■ Extrait source:
----

Article mis en ligne le 21 novembre 2021

Après avoir conquis Canal+, CNews, Europe 1, « Paris Match » ou encore « Le Journal du dimanche », Vincent Bolloré a engagé, d’après nos informations, des négociations pour prendre le contrôle du « Figaro ». Au risque de relancer les polémiques sur la concentration des médias au profit des puissances d’argent.

Dans le courant des années 1970, Robert Hersant, qui par le biais de la Socpresse contrôlait un immense empire de presse englobant Le Figaro, une multitude de quotidiens régionaux et des magazines, avait été baptisé par la gauche le « papivore », au motif que la liberté de la presse et son pluralisme étaient de plus en plus gravement menacés au fur et à mesure de ces incessantes acquisitions.

Ce sobriquet, c’est désormais celui dont on pourrait affubler Vincent Bolloré : l’empire de presse qu’il est en train de construire ne cesse de s’agrandir, faisant peser sur le droit de savoir des citoyens un danger considérable, d’autant qu’il l’arrime à la candidature d’extrême droite d’Éric Zemmour. La qualification apparaît d’autant plus appropriée que, par un surprenant clin de l’œil de l’histoire, le même Vincent Bolloré lorgne, d’après nos informations, un nouveau média, qui était précisément le navire amiral du groupe Hersant… Le Figaro !

----

■ Série d'exercices:
1: Recopiez fidèlement le passage de l'extrait sur Vincent Bolloré qui commence par les mots contenant « Article mis en » et se termine par « des puissances d’argent. ».
2: D'après l'extrait sur Vincent Bolloré, quel surnom la gauche avait-elle donné à Robert Hersant dans les années 1970 ?

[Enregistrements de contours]
----

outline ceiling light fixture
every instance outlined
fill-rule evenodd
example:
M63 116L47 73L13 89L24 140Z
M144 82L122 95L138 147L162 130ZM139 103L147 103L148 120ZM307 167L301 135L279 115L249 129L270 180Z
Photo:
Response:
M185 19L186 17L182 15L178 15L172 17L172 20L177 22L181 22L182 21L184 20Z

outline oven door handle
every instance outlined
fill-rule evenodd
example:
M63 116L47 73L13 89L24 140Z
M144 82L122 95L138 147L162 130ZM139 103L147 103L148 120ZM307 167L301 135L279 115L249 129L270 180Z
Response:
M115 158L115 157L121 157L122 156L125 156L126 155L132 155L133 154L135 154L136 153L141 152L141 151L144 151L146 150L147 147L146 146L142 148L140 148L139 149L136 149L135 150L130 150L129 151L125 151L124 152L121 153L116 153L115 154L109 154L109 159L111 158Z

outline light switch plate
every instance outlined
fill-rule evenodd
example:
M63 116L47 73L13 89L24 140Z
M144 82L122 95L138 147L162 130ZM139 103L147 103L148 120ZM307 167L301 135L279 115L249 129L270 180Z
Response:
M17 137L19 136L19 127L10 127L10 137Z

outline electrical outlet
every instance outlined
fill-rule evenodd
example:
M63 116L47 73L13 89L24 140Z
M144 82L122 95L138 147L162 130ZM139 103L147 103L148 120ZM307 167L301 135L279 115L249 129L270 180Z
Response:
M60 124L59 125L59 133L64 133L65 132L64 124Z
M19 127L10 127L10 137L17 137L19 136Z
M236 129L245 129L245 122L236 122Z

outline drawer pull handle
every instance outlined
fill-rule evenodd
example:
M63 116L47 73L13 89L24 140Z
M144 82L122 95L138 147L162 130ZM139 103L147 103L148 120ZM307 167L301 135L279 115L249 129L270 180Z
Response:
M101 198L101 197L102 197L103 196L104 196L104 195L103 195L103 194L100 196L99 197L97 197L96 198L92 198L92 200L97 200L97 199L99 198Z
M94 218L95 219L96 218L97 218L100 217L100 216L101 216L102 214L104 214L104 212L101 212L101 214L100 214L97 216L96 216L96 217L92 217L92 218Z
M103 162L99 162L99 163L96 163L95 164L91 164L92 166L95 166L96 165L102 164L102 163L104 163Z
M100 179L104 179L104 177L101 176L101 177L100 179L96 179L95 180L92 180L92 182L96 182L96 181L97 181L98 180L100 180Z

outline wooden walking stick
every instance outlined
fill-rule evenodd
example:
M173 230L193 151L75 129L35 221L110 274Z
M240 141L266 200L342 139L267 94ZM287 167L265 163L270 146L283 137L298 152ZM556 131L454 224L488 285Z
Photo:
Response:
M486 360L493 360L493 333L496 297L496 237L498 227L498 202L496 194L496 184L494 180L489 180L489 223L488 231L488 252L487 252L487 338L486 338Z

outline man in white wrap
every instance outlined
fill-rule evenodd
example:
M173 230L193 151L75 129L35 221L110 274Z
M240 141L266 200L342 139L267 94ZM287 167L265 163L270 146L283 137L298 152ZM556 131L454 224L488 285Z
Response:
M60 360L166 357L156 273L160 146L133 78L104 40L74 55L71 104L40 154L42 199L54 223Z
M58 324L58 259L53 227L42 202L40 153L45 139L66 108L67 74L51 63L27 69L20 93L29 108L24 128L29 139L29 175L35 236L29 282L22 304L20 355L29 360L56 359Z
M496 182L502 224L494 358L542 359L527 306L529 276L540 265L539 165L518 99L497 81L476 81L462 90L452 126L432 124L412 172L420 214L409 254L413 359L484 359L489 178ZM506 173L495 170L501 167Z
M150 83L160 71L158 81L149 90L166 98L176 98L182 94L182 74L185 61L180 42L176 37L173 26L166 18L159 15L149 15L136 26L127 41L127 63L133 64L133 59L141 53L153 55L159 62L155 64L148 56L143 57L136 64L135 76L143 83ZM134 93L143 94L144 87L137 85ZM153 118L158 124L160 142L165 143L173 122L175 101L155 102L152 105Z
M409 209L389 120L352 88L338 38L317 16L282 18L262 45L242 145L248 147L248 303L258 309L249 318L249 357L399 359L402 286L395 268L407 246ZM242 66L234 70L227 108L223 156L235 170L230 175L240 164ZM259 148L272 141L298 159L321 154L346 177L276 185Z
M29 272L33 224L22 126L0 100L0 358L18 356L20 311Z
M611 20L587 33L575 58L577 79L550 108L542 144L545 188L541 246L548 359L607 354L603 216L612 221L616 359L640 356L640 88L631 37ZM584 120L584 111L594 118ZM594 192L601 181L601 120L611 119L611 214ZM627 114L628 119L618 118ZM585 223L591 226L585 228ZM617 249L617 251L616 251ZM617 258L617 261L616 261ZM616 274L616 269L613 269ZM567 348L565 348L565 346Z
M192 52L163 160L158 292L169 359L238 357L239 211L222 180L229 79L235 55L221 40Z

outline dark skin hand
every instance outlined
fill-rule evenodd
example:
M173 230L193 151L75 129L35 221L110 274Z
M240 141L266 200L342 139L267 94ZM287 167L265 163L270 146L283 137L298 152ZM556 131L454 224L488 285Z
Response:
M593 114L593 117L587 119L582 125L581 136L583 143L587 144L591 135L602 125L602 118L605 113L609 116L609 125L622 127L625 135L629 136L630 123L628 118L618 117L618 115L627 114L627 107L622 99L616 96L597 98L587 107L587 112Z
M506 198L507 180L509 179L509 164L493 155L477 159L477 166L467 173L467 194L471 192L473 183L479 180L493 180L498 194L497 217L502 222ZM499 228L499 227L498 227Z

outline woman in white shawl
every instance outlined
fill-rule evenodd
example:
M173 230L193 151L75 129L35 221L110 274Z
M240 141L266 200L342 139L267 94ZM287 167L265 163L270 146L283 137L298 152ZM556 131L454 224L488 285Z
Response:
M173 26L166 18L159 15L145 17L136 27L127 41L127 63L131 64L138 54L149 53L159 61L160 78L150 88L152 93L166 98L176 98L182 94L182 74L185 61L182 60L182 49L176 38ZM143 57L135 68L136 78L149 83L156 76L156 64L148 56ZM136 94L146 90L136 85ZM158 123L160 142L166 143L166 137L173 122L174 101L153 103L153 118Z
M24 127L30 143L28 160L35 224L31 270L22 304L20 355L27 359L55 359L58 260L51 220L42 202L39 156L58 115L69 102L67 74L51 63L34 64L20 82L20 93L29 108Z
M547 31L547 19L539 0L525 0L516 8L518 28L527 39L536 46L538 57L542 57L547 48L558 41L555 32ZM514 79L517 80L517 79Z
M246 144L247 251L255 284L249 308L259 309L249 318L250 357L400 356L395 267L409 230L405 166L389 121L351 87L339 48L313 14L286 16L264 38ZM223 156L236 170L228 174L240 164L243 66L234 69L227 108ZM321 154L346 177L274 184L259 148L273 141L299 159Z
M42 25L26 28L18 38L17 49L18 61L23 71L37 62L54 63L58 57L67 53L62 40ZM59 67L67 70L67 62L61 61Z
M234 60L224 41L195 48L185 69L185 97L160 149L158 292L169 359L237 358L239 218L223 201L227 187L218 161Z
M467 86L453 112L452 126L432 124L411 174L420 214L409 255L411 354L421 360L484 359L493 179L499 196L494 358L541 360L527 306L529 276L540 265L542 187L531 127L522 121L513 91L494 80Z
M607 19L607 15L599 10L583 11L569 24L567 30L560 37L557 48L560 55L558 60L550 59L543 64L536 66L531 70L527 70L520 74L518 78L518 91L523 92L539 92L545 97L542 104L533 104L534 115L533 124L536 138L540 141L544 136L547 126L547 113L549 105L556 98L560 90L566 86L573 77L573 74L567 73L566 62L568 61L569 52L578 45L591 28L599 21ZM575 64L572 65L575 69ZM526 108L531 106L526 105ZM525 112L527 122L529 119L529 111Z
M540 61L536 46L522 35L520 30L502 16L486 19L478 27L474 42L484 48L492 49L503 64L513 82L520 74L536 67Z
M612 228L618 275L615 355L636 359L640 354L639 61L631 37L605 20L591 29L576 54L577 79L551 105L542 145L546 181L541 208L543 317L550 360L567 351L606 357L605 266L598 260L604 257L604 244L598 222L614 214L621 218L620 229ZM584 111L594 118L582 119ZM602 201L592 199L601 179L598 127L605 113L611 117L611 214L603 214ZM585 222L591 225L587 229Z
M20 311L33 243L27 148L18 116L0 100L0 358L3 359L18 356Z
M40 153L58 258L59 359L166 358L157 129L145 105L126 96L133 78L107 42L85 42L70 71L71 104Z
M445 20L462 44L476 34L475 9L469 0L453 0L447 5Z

----

■ Liste des réponses:
1:
Article mis en ligne le 21 novembre 2021

Après avoir conquis Canal+, CNews, Europe 1, « Paris Match » ou encore « Le Journal du dimanche », Vincent Bolloré a engagé, d’après nos informations, des négociations pour prendre le contrôle du « Figaro ». Au risque de relancer les polémiques sur la concentration des médias au profit des puissances d’argent.

2: Le « papivore ».